**INFORMATION SHOWN:**
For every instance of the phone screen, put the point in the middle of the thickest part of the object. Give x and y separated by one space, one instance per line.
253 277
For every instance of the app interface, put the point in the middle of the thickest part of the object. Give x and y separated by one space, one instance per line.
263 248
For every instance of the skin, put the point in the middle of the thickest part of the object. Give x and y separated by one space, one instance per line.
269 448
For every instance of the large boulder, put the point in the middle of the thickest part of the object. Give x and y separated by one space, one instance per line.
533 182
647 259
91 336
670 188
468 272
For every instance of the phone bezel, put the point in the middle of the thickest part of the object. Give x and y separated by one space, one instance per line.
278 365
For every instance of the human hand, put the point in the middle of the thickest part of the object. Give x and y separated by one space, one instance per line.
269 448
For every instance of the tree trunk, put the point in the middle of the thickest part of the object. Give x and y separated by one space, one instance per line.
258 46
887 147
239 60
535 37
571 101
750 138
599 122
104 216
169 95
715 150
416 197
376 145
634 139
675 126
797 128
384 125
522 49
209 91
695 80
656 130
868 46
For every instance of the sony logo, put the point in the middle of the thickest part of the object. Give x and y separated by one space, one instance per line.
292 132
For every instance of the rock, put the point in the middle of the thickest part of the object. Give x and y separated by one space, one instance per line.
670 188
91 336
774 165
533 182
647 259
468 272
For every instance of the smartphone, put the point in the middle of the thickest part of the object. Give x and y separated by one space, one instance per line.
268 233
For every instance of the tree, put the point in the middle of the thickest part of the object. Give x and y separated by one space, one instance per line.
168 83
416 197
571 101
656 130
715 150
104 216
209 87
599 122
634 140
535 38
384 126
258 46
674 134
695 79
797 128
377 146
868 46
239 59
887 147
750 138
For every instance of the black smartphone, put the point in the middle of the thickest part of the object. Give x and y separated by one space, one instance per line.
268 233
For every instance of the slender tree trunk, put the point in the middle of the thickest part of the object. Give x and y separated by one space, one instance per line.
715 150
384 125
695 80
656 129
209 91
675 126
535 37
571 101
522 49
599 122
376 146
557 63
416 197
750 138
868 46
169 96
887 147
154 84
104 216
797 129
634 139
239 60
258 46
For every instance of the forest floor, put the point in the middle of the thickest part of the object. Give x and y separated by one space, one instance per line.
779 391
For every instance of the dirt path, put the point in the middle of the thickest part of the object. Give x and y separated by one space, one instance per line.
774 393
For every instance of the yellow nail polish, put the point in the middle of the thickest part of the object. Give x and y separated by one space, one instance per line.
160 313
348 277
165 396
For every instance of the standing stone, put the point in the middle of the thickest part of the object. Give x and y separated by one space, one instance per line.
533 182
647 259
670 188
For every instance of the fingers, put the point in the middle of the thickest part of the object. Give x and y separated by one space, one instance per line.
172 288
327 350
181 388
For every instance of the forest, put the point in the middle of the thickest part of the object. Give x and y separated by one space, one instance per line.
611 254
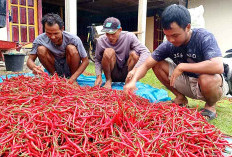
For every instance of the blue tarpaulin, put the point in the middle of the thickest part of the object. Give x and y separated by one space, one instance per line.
144 90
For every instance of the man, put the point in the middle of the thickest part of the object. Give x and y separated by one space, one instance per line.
118 53
58 51
197 67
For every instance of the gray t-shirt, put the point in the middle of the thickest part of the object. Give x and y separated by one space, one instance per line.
59 50
202 46
126 43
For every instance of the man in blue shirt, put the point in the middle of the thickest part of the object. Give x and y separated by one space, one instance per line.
196 67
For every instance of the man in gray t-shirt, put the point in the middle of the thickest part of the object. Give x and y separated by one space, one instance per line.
196 69
118 54
58 51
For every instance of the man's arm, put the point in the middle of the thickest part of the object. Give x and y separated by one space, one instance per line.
98 66
212 66
140 73
31 64
80 70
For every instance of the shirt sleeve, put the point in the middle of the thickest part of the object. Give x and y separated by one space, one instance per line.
34 46
210 47
80 47
161 52
140 49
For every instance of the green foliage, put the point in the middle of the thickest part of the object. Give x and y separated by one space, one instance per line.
224 107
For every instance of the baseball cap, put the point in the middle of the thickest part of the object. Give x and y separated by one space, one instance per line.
111 25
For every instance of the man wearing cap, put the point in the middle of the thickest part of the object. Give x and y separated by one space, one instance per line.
58 51
118 53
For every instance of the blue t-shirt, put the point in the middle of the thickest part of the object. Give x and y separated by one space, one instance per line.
59 50
202 46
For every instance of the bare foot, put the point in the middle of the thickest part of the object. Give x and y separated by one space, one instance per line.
108 84
181 100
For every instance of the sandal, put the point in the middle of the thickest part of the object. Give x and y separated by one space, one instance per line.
181 105
209 114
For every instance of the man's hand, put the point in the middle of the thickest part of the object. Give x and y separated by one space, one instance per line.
176 73
37 70
130 87
130 76
98 81
72 81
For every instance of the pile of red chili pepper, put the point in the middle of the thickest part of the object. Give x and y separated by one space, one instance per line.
46 116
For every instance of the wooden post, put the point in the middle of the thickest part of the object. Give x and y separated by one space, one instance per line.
142 16
71 16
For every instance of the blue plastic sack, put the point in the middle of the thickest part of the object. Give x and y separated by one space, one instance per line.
144 90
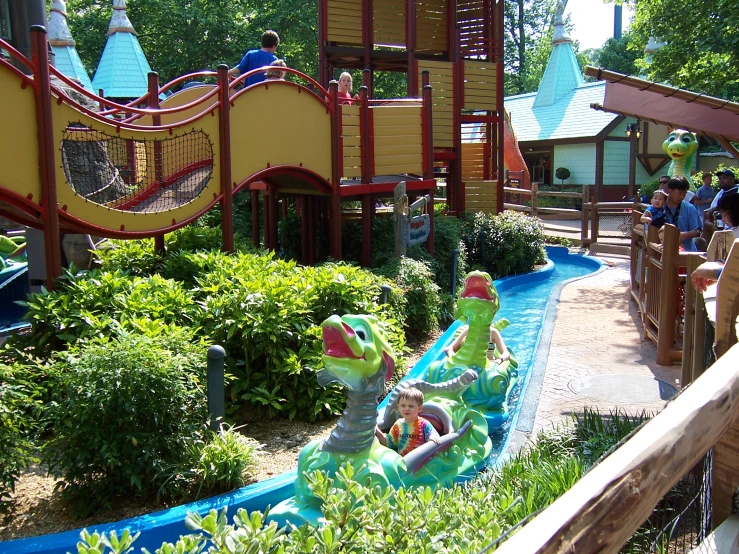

**STATED GOAL:** Convert all of the records above into a JSON list of strings, one string for each line, with blank lines skipped. Leave the pictures out.

**FULL ANSWER:**
[
  "For every instance of the phone screen, put the point in the middle of the thickest part of the object. Give x and y separated by one space, one instance per line.",
  "253 277",
  "For every instance of the app interface, put the point in the middle of the thickest part of the object. Give x and y separated by one space, one instance per line.",
  "263 248",
  "For every instance of the skin, put the point in the middle of the thickest part of the object. Give x and y separated by one space, one instance per line.",
  "269 448",
  "For every instance of the large boulder, put the point in the middle of the thickest part of the object. Give x and y separated by one space, one instance per line.",
  "533 182",
  "647 259",
  "91 336",
  "670 188",
  "468 272",
  "For every instance of the phone bezel, put the point in the middle of the thickest part of the object. Give x and y separated by one space, one instance per line.",
  "278 365",
  "For every instance of the human hand, put the point in the middle of the thickest part of the object. Give x and y separated by one space, one instance per line.",
  "269 448",
  "For every instance of the tree trunk, put the point in the middle of the thickest part of the object. Give x and y separated by one space, one instance per line.",
  "258 46",
  "887 147",
  "239 60",
  "535 37",
  "571 101",
  "750 138",
  "599 122",
  "104 216",
  "169 95",
  "715 150",
  "416 197",
  "376 145",
  "634 139",
  "675 126",
  "797 128",
  "384 125",
  "522 49",
  "209 91",
  "695 80",
  "656 130",
  "868 46",
  "For every instance of the sony logo, put the point in the middle of the thickest part of the object. Give x and y separated by one space, one instance per line.",
  "292 132",
  "For every instance of the rock, put the point in the middle of the thickest part of the object. Give x and y separated by one space, one instance per line.",
  "670 188",
  "91 336",
  "774 165",
  "533 182",
  "647 259",
  "468 272",
  "For every instance of the smartphone, put the point in the middle of the thickest part of the object. Give x and y separated by one space, one instance per line.",
  "268 233",
  "For every instance of the tree, put the point in the middle of the thickest part of the object. Give x and y separated by one space, one instance per line.",
  "168 83",
  "416 197",
  "571 101",
  "656 130",
  "715 150",
  "104 216",
  "209 87",
  "599 122",
  "634 140",
  "535 38",
  "384 126",
  "258 46",
  "674 134",
  "695 79",
  "797 128",
  "377 146",
  "868 46",
  "239 59",
  "887 147",
  "750 138",
  "For every instance of the black smartphone, put the point in the middle of the thickest part of the object. Give x and y separated by one space, one instance per line.",
  "268 233",
  "For every instance of the slender tree trunk, put the point in the middle of the thickest part of the object. Give x and y separated by one space, one instance per line.",
  "715 150",
  "384 125",
  "695 80",
  "656 129",
  "209 91",
  "675 126",
  "535 37",
  "571 101",
  "522 49",
  "599 122",
  "376 146",
  "557 63",
  "416 197",
  "750 138",
  "868 46",
  "169 96",
  "887 147",
  "154 84",
  "104 216",
  "797 129",
  "634 139",
  "239 60",
  "258 46",
  "For every instance of the forest floor, put the point in the middle of the thickest part of the object. Give x and y separated by one space, one instance per line.",
  "779 391",
  "For every instance of the dirt path, put the point in the middle of the thickest part of the object. Give x and y separated by one space, one instance per line.",
  "774 393",
  "For every instance of the yellow nail polish, put the point in the middle of the thickest part of the object. Give x and y separated by one space, one instance per line.",
  "160 313",
  "348 277",
  "165 396",
  "For every instance of the standing stone, put the point in the middle of the thickest part of the object. Give x and y separated by one space, one instance per line.",
  "533 182",
  "647 259",
  "670 188",
  "For every instance of the fingers, put the point in the middle of the thickest part of the object. Give x and y separated by one space, one instance per line.",
  "172 288",
  "327 350",
  "181 388",
  "For every instance of the forest, put the point in the middle of the thickest part of the object. Give x and y separated by one space, one instance per line.",
  "611 254",
  "For every instance of the blue tarpaulin, put the point in the middle of the thickest part of the object. Give x and y separated by one space, one instance per line.",
  "144 90",
  "For every instance of the man, put the point in the middle of the thickest part of the object. Give x and y separated by one space, one instance per line.",
  "118 53",
  "58 51",
  "197 67",
  "For every instance of the gray t-shirt, put the point in the middle of the thickest part of the object. Give x and y separated by one space, one instance per line.",
  "59 50",
  "202 46",
  "126 43",
  "For every instance of the man in blue shirt, put the point in the middle of the thickest part of the object. Give x and y separated by one space, one instance per line.",
  "196 67",
  "For every instance of the man in gray t-shirt, put the point in the middle of the thickest part of the object. Give x and y separated by one space, one instance per line.",
  "196 69",
  "118 54",
  "58 51",
  "For every instance of the man's arm, put the point in the middle of the thickest part of the object. Give x and y separated by one space, one instance per line.",
  "98 66",
  "212 66",
  "140 73",
  "31 64",
  "80 70",
  "For every instance of the shirt sleeve, put the point in the middle of the thickest part of the object. Give x and y separated by one space, one instance per line.",
  "34 46",
  "210 47",
  "80 47",
  "161 52",
  "140 49",
  "For every instance of the green foliage, put the point in the middle of the thickest part of the object. Give x and y separated by one space, one instance per line.",
  "224 107",
  "For every instance of the baseball cap, put the point in the middle of the thickest part of the object. Give x and y separated by one space, one instance per line.",
  "111 25",
  "For every instance of the man wearing cap, put the point in the middle of the thickest part of the object. Give x and y separated by one space, one instance per line.",
  "58 51",
  "118 53",
  "For every instance of the blue t-shirt, put the point in the middle of the thickest part of the object. Give x and y separated by one space, one instance per line.",
  "59 50",
  "202 46",
  "For every instance of the bare foot, put the point in the middle of the thickest part of the object. Give x and y separated by one space, one instance per line.",
  "108 84",
  "181 100",
  "For every instance of the sandal, put the point in the middle of the thickest part of the object. Give x and y separated by one space, one instance per line.",
  "181 105",
  "209 114",
  "For every instance of the man's hand, put the point in the middle of the thickest part of the object. Give x and y separated by one space, one instance per line.",
  "176 73",
  "37 70",
  "130 87",
  "130 76",
  "98 81",
  "72 81",
  "For every instance of the pile of red chili pepper, put the point in the middle of the thickest part of the object. Give x and y separated by one space, one instance per line.",
  "46 116",
  "For every instance of the wooden post, put the point in the middle of the thickest part of the object. Give x and y separated by one space, one instance per line.",
  "142 16",
  "71 16",
  "For every instance of the blue plastic sack, put the point in the middle of the thickest part of the object. Give x and y separated by one space, one instance per line.",
  "144 90"
]